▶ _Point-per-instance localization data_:
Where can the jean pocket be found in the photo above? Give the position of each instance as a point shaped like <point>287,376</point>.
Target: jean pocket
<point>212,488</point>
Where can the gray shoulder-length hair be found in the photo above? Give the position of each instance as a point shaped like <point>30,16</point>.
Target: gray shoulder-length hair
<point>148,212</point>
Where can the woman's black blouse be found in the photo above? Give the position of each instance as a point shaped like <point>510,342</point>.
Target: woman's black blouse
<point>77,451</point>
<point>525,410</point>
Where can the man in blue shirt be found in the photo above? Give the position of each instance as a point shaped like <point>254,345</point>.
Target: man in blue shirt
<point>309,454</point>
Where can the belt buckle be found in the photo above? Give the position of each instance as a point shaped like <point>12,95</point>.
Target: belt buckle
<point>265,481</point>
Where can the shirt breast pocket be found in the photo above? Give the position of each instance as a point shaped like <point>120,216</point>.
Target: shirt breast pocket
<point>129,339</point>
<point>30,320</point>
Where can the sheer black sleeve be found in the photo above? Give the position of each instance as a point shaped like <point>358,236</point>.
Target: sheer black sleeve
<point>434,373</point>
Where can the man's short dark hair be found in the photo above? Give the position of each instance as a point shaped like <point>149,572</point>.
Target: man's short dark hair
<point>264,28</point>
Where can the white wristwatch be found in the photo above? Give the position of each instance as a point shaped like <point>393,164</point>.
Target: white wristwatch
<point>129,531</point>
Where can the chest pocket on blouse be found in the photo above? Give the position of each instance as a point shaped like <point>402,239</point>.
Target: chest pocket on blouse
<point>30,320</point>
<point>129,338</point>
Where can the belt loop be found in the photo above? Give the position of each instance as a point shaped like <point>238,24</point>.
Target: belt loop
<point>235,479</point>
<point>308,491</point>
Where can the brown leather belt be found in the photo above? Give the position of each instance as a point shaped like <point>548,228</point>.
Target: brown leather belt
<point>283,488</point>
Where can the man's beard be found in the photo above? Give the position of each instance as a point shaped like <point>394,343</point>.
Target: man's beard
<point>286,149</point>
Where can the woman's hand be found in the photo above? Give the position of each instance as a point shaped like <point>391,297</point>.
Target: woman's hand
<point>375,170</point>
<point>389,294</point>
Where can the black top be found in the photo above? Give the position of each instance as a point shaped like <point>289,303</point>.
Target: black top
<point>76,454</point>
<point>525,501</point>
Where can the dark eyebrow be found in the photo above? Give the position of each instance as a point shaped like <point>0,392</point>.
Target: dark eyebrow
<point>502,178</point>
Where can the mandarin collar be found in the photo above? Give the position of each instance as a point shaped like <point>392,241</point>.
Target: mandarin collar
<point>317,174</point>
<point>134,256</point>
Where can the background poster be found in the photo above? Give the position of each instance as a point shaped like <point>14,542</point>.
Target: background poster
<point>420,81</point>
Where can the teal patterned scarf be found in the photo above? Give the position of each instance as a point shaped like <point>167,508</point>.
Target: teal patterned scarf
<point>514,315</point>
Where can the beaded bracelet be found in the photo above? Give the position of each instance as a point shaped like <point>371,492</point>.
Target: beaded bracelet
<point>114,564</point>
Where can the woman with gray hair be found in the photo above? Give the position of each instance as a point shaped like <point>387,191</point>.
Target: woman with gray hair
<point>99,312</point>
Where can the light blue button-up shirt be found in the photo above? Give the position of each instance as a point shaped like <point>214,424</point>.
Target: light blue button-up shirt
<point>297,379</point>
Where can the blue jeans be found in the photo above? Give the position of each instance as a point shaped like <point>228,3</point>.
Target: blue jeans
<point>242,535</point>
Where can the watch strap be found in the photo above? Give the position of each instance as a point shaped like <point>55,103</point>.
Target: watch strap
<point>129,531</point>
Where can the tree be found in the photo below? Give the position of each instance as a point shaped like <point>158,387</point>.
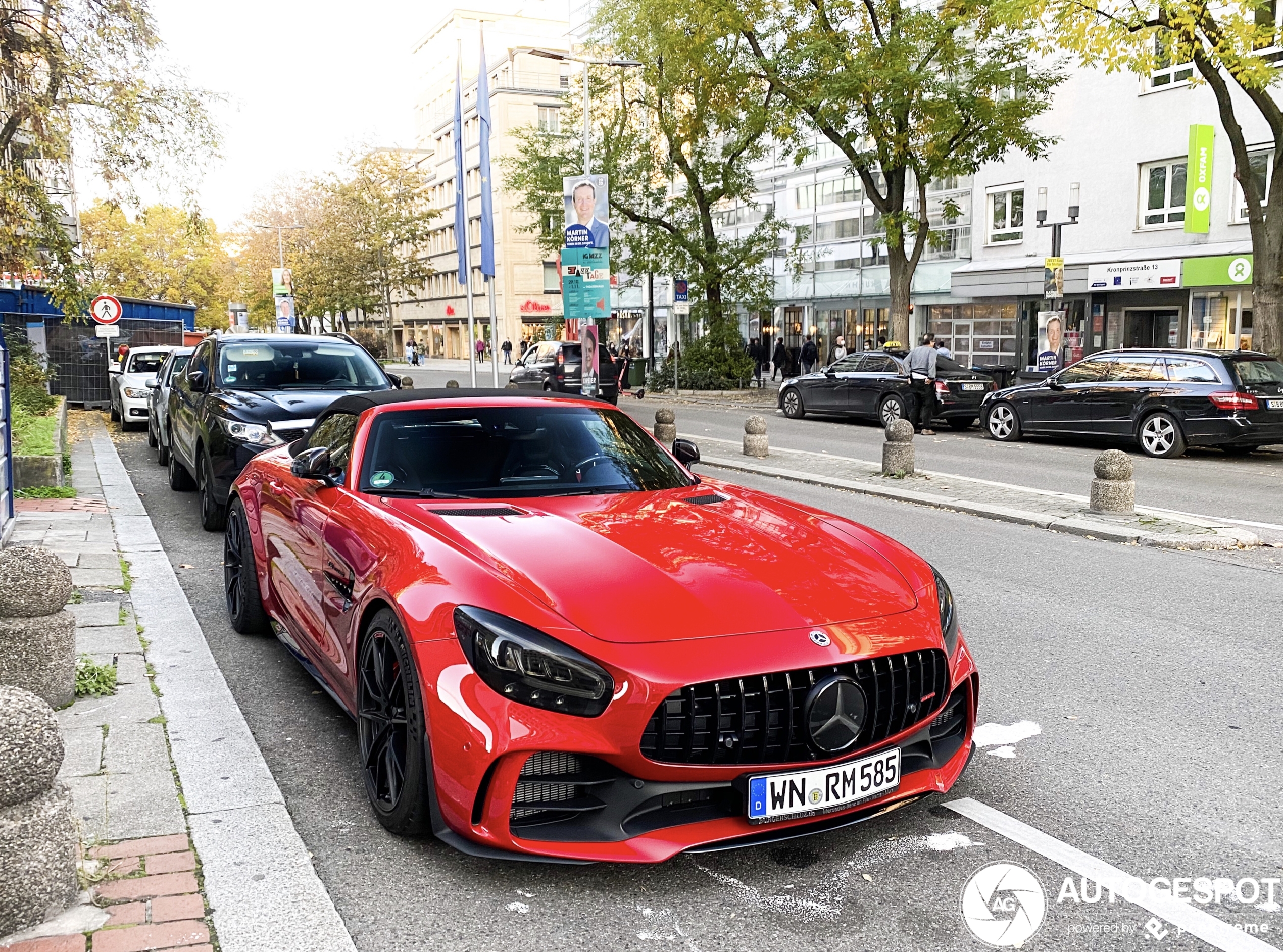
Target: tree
<point>1222,41</point>
<point>90,71</point>
<point>161,255</point>
<point>908,91</point>
<point>678,138</point>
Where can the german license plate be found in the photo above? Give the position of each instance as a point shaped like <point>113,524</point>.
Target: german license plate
<point>823,789</point>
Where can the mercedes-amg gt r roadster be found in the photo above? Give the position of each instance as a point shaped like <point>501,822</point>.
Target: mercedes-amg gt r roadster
<point>559,643</point>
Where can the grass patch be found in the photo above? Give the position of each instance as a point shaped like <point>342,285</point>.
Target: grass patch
<point>34,434</point>
<point>94,680</point>
<point>45,493</point>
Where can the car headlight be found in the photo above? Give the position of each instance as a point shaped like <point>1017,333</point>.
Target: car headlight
<point>530,668</point>
<point>250,433</point>
<point>949,614</point>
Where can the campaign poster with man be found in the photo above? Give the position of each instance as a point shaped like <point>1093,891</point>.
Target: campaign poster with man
<point>588,211</point>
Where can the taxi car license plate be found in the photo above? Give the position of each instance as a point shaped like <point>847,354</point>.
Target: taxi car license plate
<point>821,789</point>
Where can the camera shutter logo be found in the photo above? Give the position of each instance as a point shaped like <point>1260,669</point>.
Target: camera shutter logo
<point>1004,905</point>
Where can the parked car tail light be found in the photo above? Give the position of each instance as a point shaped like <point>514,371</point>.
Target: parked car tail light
<point>1232,399</point>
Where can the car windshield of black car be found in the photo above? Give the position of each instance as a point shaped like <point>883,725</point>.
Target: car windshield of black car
<point>490,452</point>
<point>306,365</point>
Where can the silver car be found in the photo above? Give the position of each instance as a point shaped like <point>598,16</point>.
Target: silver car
<point>158,402</point>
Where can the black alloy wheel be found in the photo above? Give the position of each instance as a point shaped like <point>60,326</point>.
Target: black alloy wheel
<point>213,515</point>
<point>390,728</point>
<point>240,575</point>
<point>180,480</point>
<point>793,409</point>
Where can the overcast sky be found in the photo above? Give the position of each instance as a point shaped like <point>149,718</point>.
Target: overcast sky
<point>305,80</point>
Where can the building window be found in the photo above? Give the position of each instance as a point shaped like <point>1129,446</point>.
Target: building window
<point>1163,194</point>
<point>1008,216</point>
<point>1263,172</point>
<point>1165,72</point>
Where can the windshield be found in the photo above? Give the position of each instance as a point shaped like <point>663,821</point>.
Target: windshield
<point>305,365</point>
<point>514,450</point>
<point>146,364</point>
<point>1259,371</point>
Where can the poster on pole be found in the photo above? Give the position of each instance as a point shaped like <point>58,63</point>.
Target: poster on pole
<point>588,211</point>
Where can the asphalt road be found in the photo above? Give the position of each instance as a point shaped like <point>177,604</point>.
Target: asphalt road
<point>1153,678</point>
<point>1204,481</point>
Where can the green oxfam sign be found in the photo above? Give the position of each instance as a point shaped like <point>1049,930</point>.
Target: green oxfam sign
<point>1199,180</point>
<point>1220,270</point>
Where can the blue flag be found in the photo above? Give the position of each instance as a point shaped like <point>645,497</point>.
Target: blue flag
<point>461,220</point>
<point>486,196</point>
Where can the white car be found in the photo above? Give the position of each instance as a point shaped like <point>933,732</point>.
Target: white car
<point>130,390</point>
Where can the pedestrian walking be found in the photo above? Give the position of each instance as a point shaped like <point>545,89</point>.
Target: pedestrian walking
<point>921,372</point>
<point>810,355</point>
<point>780,361</point>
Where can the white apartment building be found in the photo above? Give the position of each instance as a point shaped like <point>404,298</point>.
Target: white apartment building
<point>524,90</point>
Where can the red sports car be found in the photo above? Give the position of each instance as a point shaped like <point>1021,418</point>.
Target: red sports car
<point>559,643</point>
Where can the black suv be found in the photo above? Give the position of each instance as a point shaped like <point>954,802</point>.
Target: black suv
<point>245,393</point>
<point>555,365</point>
<point>1163,399</point>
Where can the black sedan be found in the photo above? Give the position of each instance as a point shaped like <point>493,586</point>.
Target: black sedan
<point>875,385</point>
<point>1163,399</point>
<point>245,393</point>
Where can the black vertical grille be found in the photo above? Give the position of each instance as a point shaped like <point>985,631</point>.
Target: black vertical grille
<point>759,719</point>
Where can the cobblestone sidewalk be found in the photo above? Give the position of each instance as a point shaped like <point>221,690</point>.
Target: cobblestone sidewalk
<point>1061,512</point>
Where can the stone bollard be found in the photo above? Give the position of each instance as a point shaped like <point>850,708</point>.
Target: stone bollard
<point>37,634</point>
<point>755,437</point>
<point>899,449</point>
<point>39,838</point>
<point>1113,489</point>
<point>665,426</point>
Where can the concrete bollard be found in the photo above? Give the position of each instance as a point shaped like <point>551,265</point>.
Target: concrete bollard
<point>39,838</point>
<point>37,634</point>
<point>665,426</point>
<point>1113,489</point>
<point>899,449</point>
<point>755,437</point>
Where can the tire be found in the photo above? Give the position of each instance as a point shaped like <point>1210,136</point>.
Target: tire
<point>1161,438</point>
<point>1003,423</point>
<point>213,515</point>
<point>793,406</point>
<point>180,480</point>
<point>390,729</point>
<point>891,410</point>
<point>240,575</point>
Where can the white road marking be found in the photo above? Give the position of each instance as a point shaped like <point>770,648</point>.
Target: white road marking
<point>1194,920</point>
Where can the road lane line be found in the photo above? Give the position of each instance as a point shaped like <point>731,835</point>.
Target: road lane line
<point>1194,920</point>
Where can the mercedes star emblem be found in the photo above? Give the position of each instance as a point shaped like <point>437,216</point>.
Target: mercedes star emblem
<point>834,714</point>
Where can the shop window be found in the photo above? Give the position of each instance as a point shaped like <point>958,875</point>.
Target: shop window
<point>1263,174</point>
<point>1163,194</point>
<point>1006,216</point>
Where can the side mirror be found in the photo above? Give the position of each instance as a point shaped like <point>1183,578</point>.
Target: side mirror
<point>312,464</point>
<point>685,452</point>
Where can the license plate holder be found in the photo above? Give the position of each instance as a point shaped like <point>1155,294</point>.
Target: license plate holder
<point>800,793</point>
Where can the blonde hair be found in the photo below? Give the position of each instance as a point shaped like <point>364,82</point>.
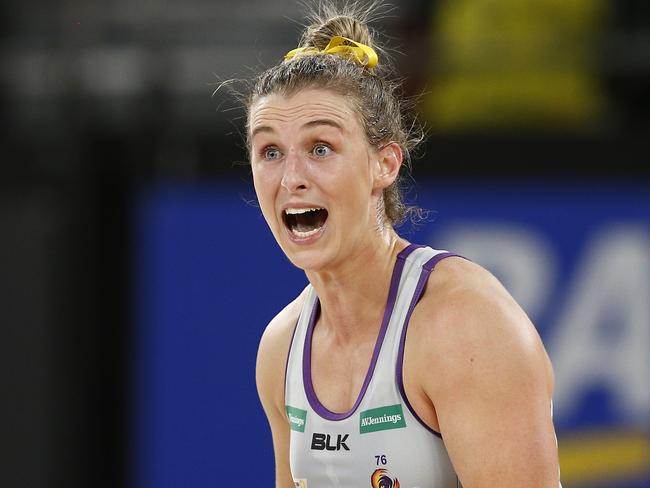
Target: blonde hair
<point>385,115</point>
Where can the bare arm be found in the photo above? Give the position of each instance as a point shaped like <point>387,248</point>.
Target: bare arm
<point>270,374</point>
<point>492,388</point>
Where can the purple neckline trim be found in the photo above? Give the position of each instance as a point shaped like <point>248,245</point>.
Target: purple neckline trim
<point>314,402</point>
<point>419,289</point>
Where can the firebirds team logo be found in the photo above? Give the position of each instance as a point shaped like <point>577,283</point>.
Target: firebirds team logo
<point>380,479</point>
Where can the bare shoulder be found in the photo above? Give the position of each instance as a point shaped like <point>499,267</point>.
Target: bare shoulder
<point>467,320</point>
<point>272,354</point>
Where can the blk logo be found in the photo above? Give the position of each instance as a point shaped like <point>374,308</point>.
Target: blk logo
<point>322,442</point>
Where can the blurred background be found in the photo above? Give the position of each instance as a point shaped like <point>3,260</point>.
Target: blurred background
<point>138,275</point>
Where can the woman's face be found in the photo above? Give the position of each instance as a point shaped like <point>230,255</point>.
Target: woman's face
<point>316,177</point>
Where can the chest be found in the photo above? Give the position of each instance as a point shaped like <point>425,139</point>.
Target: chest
<point>338,371</point>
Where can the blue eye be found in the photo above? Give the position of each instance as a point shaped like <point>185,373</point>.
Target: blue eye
<point>271,153</point>
<point>322,150</point>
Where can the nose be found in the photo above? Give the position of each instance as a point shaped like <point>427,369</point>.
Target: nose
<point>295,178</point>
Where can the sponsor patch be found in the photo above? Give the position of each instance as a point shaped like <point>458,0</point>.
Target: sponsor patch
<point>382,418</point>
<point>297,418</point>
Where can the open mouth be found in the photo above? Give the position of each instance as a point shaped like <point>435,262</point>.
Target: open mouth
<point>304,222</point>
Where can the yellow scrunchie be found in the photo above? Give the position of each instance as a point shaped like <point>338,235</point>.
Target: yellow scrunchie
<point>341,46</point>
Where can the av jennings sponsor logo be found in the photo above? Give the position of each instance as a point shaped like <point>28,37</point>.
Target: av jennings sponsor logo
<point>297,418</point>
<point>382,418</point>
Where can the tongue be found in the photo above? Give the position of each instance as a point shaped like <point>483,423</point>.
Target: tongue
<point>309,221</point>
<point>305,223</point>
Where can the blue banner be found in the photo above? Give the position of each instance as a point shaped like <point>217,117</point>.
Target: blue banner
<point>209,277</point>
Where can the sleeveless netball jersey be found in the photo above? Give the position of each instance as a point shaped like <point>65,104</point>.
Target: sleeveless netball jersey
<point>380,442</point>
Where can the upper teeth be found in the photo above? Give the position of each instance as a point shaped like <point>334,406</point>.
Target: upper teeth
<point>293,211</point>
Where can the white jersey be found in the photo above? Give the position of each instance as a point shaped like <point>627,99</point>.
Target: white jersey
<point>380,442</point>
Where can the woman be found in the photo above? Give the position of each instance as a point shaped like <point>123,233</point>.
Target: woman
<point>398,365</point>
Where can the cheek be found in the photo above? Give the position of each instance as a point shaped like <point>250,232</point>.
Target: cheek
<point>266,186</point>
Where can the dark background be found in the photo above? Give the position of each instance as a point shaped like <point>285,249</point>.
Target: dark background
<point>102,100</point>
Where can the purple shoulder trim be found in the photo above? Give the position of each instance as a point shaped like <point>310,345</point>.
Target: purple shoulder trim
<point>419,289</point>
<point>315,404</point>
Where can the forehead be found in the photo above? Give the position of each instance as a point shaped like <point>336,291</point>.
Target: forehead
<point>302,107</point>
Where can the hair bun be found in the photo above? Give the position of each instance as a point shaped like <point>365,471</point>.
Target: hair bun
<point>318,35</point>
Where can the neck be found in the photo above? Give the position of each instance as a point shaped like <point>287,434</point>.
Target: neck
<point>353,296</point>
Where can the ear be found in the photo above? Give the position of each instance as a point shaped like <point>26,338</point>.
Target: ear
<point>389,161</point>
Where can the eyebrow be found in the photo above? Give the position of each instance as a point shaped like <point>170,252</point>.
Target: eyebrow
<point>307,125</point>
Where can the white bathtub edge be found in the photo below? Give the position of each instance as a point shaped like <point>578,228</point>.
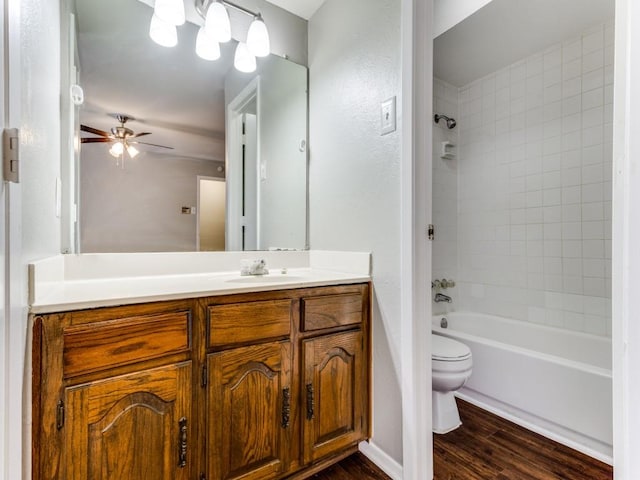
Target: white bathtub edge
<point>538,425</point>
<point>387,464</point>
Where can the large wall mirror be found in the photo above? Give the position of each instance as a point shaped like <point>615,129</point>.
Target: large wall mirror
<point>219,158</point>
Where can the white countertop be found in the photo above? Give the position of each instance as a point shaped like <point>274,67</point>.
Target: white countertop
<point>61,283</point>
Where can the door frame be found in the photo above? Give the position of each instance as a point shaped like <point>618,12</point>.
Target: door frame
<point>415,257</point>
<point>234,113</point>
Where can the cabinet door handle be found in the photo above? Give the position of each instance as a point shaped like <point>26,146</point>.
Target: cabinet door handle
<point>310,401</point>
<point>182,447</point>
<point>286,407</point>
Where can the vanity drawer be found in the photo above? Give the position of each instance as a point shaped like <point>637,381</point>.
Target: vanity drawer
<point>331,311</point>
<point>248,322</point>
<point>97,346</point>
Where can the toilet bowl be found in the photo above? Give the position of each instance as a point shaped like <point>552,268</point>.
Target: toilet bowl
<point>450,367</point>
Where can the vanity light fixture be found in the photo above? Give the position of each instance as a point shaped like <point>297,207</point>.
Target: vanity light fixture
<point>244,60</point>
<point>217,22</point>
<point>215,30</point>
<point>258,38</point>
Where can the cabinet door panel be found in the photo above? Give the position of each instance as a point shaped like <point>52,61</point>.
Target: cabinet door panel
<point>247,437</point>
<point>335,389</point>
<point>130,427</point>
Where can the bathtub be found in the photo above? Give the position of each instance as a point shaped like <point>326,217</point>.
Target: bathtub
<point>552,381</point>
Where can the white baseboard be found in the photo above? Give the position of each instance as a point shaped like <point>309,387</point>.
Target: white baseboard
<point>571,439</point>
<point>387,464</point>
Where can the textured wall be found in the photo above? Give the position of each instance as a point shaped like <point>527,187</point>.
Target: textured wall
<point>534,185</point>
<point>138,208</point>
<point>34,92</point>
<point>354,173</point>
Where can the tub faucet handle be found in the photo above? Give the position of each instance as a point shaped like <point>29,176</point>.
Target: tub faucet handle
<point>447,283</point>
<point>440,297</point>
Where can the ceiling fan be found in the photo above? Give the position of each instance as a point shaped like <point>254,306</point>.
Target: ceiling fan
<point>123,138</point>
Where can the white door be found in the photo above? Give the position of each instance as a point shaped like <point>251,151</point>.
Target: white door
<point>250,184</point>
<point>211,214</point>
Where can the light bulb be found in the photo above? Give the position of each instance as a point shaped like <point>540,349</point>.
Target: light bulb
<point>244,60</point>
<point>217,22</point>
<point>116,149</point>
<point>132,151</point>
<point>163,33</point>
<point>207,46</point>
<point>258,38</point>
<point>171,11</point>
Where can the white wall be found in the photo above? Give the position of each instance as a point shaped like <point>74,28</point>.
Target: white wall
<point>354,172</point>
<point>283,164</point>
<point>34,95</point>
<point>535,166</point>
<point>448,13</point>
<point>626,254</point>
<point>445,191</point>
<point>138,208</point>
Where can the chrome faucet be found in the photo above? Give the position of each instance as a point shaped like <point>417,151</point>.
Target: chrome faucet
<point>253,267</point>
<point>441,297</point>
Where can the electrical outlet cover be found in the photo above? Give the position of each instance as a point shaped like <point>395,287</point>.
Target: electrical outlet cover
<point>388,116</point>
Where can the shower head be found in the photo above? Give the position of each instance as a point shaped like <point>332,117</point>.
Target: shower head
<point>451,123</point>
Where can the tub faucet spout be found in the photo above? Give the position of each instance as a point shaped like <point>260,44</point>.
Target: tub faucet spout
<point>441,297</point>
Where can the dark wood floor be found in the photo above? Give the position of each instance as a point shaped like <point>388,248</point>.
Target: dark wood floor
<point>487,447</point>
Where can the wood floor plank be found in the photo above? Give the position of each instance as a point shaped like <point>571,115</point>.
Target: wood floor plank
<point>487,447</point>
<point>497,449</point>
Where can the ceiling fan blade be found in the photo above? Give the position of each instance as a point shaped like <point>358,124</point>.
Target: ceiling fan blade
<point>153,145</point>
<point>95,140</point>
<point>95,131</point>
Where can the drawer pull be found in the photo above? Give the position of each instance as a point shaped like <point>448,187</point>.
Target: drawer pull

▶ _TASK INSTRUCTIONS_: Using the data above, extract exactly the lines from the one that holds "Where can the windshield" to the one that holds "Where can the asphalt", both ends included, and no others.

▶ _FINISHED TASK_:
Where can the windshield be found in the photo above? Give the position of each instance as a point shaped like <point>663,821</point>.
Target: windshield
<point>305,365</point>
<point>514,450</point>
<point>146,364</point>
<point>1259,371</point>
Where can the poster on pole be found in the photo above? Give the position of each instance as a point shaped like <point>58,63</point>.
Target: poster on pole
<point>588,211</point>
Where can the asphalt road be found in the photo above? Give the position of each instance as a point shaped like <point>177,604</point>.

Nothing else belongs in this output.